- **Task goal**: If a record holds a picture, leave the picture out, but write out everything else exactly.

- **Records supplied**:
═══

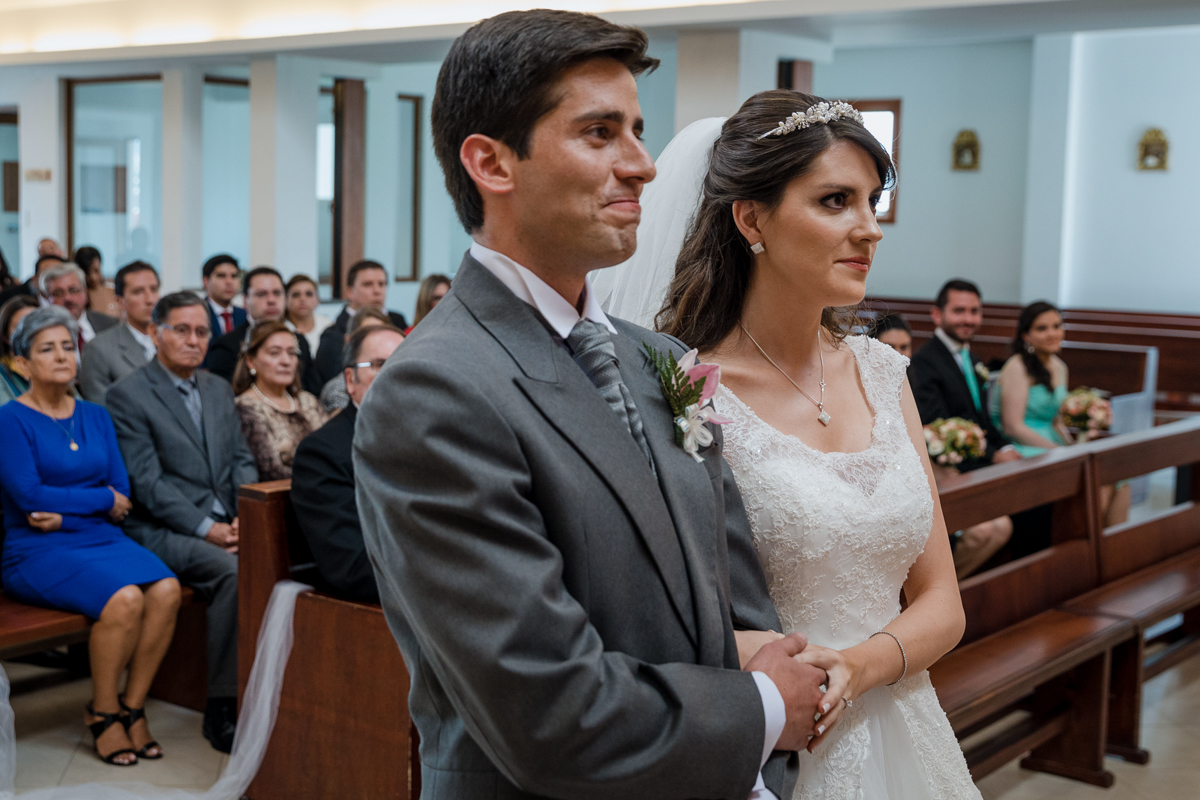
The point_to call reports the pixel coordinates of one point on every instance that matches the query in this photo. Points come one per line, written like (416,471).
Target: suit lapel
(171,397)
(685,486)
(564,396)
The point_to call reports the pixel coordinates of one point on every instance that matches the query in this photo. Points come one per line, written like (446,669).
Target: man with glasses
(323,474)
(181,440)
(67,286)
(265,299)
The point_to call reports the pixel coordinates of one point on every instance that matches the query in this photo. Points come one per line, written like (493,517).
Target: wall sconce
(1152,150)
(966,151)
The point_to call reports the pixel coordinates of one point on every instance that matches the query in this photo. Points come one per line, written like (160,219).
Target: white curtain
(255,722)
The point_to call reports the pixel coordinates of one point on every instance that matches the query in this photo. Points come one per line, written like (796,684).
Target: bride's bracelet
(903,655)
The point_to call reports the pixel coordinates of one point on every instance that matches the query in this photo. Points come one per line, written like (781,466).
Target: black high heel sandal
(130,720)
(97,731)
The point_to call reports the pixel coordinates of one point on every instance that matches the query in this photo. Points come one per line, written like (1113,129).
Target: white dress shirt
(562,317)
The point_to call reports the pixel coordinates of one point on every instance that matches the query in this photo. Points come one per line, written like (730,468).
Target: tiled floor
(53,749)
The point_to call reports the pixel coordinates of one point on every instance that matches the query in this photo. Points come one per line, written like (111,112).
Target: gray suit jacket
(567,620)
(107,359)
(173,473)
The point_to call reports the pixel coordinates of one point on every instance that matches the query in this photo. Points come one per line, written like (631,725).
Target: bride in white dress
(823,434)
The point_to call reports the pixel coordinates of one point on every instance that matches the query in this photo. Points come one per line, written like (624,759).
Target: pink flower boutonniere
(689,388)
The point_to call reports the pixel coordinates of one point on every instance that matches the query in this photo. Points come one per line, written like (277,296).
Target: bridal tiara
(816,114)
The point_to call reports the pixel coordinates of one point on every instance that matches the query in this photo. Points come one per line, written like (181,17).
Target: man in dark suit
(568,585)
(948,379)
(67,286)
(366,284)
(221,286)
(124,348)
(323,474)
(181,440)
(263,288)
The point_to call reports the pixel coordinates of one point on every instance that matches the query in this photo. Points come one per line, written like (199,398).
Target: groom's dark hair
(498,79)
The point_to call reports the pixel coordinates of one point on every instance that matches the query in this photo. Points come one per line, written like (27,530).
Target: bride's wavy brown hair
(713,270)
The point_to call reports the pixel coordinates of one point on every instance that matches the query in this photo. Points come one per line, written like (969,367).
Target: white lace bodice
(835,533)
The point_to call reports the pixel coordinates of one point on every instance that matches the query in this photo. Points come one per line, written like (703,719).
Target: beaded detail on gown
(837,534)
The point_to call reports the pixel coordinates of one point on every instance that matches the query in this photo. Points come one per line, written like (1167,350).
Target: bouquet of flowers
(1087,410)
(952,441)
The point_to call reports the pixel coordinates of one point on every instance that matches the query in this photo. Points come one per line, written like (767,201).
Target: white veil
(255,723)
(635,289)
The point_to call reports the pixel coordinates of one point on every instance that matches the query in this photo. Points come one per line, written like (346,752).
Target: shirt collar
(529,288)
(955,348)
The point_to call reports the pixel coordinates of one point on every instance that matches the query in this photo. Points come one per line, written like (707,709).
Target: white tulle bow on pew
(255,723)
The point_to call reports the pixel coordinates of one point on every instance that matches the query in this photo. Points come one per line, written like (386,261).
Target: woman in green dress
(1033,383)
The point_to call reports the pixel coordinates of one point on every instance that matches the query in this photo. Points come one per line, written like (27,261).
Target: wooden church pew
(1150,572)
(342,728)
(1020,653)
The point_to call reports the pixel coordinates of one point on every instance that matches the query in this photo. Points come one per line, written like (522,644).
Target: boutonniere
(689,388)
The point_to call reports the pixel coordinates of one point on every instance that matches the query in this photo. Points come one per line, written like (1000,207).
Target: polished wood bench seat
(1056,667)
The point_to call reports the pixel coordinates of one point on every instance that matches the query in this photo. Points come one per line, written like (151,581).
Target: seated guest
(947,378)
(263,288)
(433,288)
(66,286)
(323,474)
(221,286)
(13,379)
(366,286)
(65,492)
(101,296)
(301,314)
(333,395)
(275,411)
(179,432)
(893,331)
(1033,383)
(30,286)
(121,349)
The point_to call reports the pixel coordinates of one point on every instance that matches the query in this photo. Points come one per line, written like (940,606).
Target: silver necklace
(823,416)
(271,403)
(70,432)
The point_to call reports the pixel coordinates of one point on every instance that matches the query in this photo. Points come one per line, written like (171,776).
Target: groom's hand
(798,684)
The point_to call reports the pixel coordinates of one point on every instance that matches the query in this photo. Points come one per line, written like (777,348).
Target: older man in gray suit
(124,348)
(183,445)
(570,589)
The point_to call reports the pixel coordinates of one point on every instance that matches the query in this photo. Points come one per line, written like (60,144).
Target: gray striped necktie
(593,349)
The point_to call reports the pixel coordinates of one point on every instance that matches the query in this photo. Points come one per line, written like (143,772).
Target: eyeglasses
(202,331)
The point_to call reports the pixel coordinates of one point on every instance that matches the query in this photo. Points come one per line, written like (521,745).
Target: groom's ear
(745,217)
(489,162)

═══

- **Response area**:
The point_to call reports the pixel coordinates of one point on every instance that matches the query in this photo. Points come one per line, written like (416,471).
Target: suit lapel
(171,397)
(685,486)
(564,396)
The point_to call reports the pixel coordinates of one point on every instance that matches the query in this photo. Points come one per line, written like (446,669).
Target: man with glasses
(323,474)
(181,440)
(67,286)
(265,299)
The point_to call reports the pixel coordinates of one point on every instance that matches the query in this photo. Points come one per line, written like (493,517).
Target: wall sconce
(1152,150)
(966,151)
The point_to call reports the pixel coordinates of one point on every instance that matches the query in this photo. Points come one per line, written like (160,219).
Target: white curtain
(255,722)
The point_to call reports the pixel coordinates of one point on every instance that matches the query in this photo. Points come one per line, written like (796,684).
Target: bride's bracelet
(903,655)
The point_to call reports the pixel coordinates of one point on every instance that matches the query in this photo. Points come one per line, written like (781,466).
Target: black high heel sandal
(130,720)
(97,731)
The point_to call reports the pixel coordinates of one point on every instance that matches the query in this photo. Points come one per line, written like (1113,129).
Target: white dress shirt
(562,317)
The point_to call reports the pixel coordinates of one point on every instance that matches the query in this photo. Points come one per line, written like (730,468).
Target: tiled floor
(53,749)
The point_to call reports the pixel coordinates of one point on every instance that matches the query in this photo. Points come one per line, written like (111,112).
Target: gray suit jacket
(567,620)
(107,359)
(173,473)
The point_to call reports the pixel coordinates of one point on every instance that matches the query in this photo. Points come one per line, written like (631,725).
Target: bride in white dress
(823,434)
The point_to call reports the pixel coordinates of one point on every instance that matches the query in this photo. Points come one per line, written like (624,759).
Target: pink flower boutonniere
(689,388)
The point_to call reports the pixel coordinates of one point on every instance that matches the query in this photo. Points come one per line, written like (277,296).
Target: bridal tiara
(816,114)
The point_to call reports the pixel coordinates of one point on every instance that matches the query in this photo. Points come one per line, written like (181,17).
Target: man in dark suit
(568,585)
(948,379)
(67,286)
(366,284)
(221,286)
(124,348)
(323,474)
(181,440)
(263,288)
The point_to call reports the pixel coordinates of one point on every instance that matches the query in this photo. Points come one per line, written like (199,398).
Target: groom's dark hair
(498,79)
The point_to call reports the pixel coordinates of one point on every instance that matches the query in this photo. Points come one per line, written like (27,530).
Target: bride's wavy brown hair
(713,270)
The point_to call reports the pixel coordinates of one point on every instance that matches the query in this photo. Points come one per line, written like (969,367).
Target: white lace bodice
(835,533)
The point_to call reports the pixel coordinates of one point on every instance that matches the query in this photo. Points come one per line, written like (703,719).
Target: beaded detail on gown
(837,534)
The point_to call reports the pixel coordinates of one point on every instance that matches the query in this photo. Points come one per line, written like (1167,350).
Target: bouquet of flowers
(1087,410)
(952,441)
The point_to call reports the pixel coordinates of one point on every instance that matches the query in this photo. Points come one per line, written like (767,201).
Target: white veil
(255,723)
(635,289)
The point_to call reports the pixel coordinates of one point on every instance that matches the query in this photo. Points come one per line, written like (346,752).
Target: shirt collar
(529,288)
(955,348)
The point_to call reports the pixel coordinates of one point on every instance that matches the query in this photo. Points come one per line, written like (707,709).
Target: white tulle bow on pew
(255,723)
The point_to call reports the pixel coordinates of one point on every instance that matches the query in this photo. Points come one per line, written like (386,261).
Target: woman in green dress
(1033,383)
The point_to call reports the pixel coordinates of one point on every instance that matches the query in this photo. Points come one per line, written like (27,261).
Target: wooden church pew
(1150,572)
(342,728)
(1020,653)
The point_to call reports the pixel coordinates of one point on every instance that matches the query in this photo. Points come one per line, written like (522,644).
Target: boutonniere
(689,388)
The point_to call reports the pixel coordinates of one point on every instance that matches the query in this photo. Points come one per line, written like (1000,207).
Target: polished wood bench seat
(1056,667)
The point_to call reports the pixel coordinates of one point on every instance that matches the query in this photo. Points come one per line, written like (151,581).
Target: seated guest
(947,378)
(263,288)
(433,288)
(66,286)
(323,474)
(221,286)
(13,379)
(366,286)
(65,492)
(101,296)
(301,314)
(333,395)
(275,411)
(179,432)
(893,331)
(1033,383)
(30,286)
(121,349)
The point_to call reports the pixel coordinates of one point on every instance that matches the query in this photo. Points come one per line, written like (940,606).
Target: silver necklace
(823,416)
(271,403)
(70,432)
The point_to call reports the pixel coordinates of one point on every instance that matches the query in this photo. Points come one per line, written like (171,776).
Target: groom's hand
(798,684)
The point_to call reports the pixel coordinates of one point on every instance that matches the query in this photo. Points come one per line, written like (777,348).
Target: older man in gray suit
(124,348)
(183,445)
(570,589)
The point_to call reports the pixel coordinates of one point on every instance that matches the query in this photo. Points come one per line, written like (60,144).
Target: gray striped necktie
(593,349)
The point_to call reports the pixel coordinates of one point on every instance that matches the query in this photo. Points come one per line, written like (143,772).
Target: eyeglasses
(202,331)
The point_to call reports the pixel coordinates of one point on every instance that matches the query in this photo. Points come one per line, written like (521,745).
Target: groom's ear
(745,217)
(489,162)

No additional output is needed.